■ Aufgabenbeschreibung:
Geben Sie die folgenden Zeilen unverändert aus und lassen Sie dabei die Bilder weg.
___
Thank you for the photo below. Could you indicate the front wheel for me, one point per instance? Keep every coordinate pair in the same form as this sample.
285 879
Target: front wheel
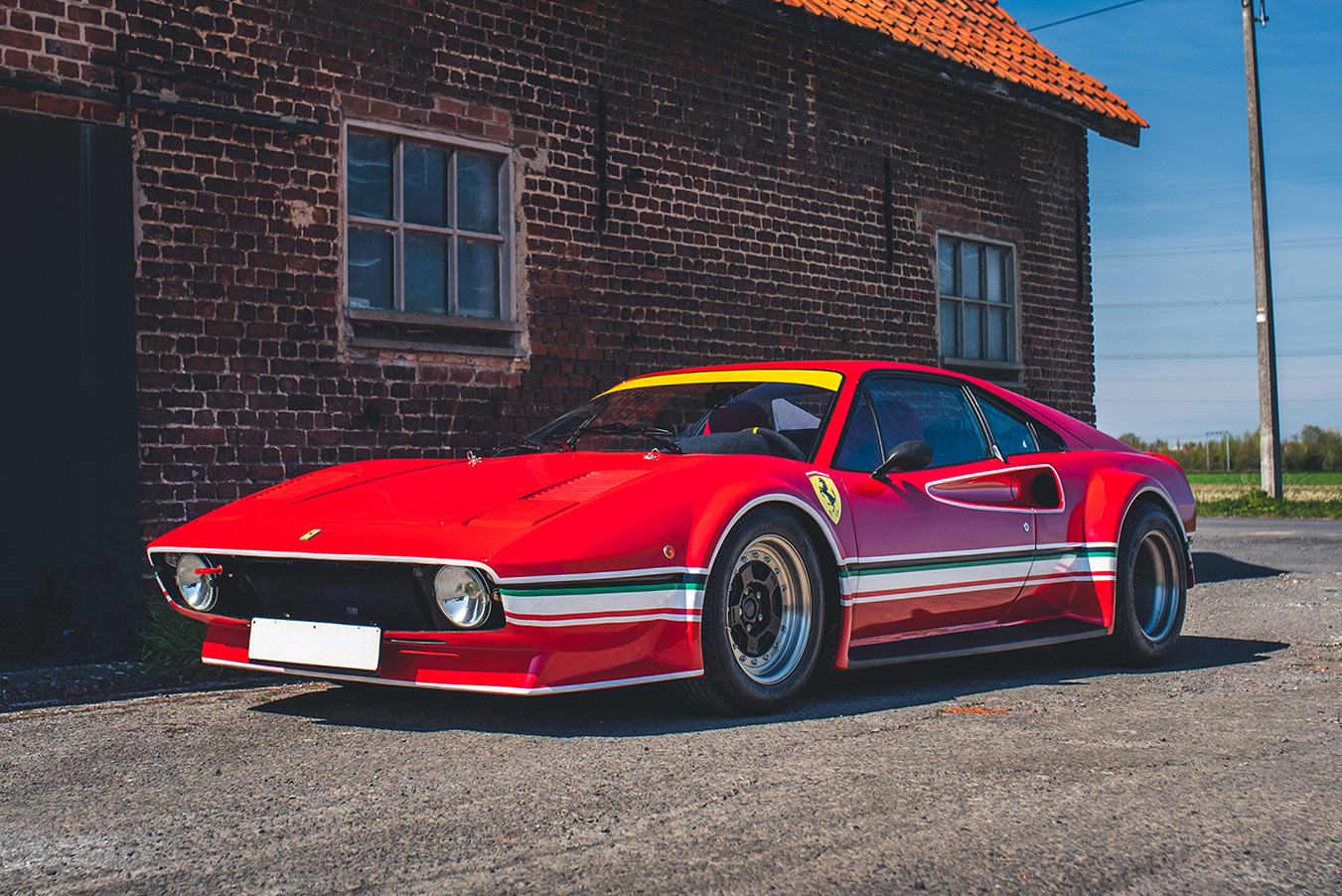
1150 592
763 619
___
■ Ergebnis:
Thank you for the photo below. Could you indicate the front wheel for me, one point per instance? Keep every coordinate pair in the same form as this sample.
285 879
Target: front wheel
1150 592
763 619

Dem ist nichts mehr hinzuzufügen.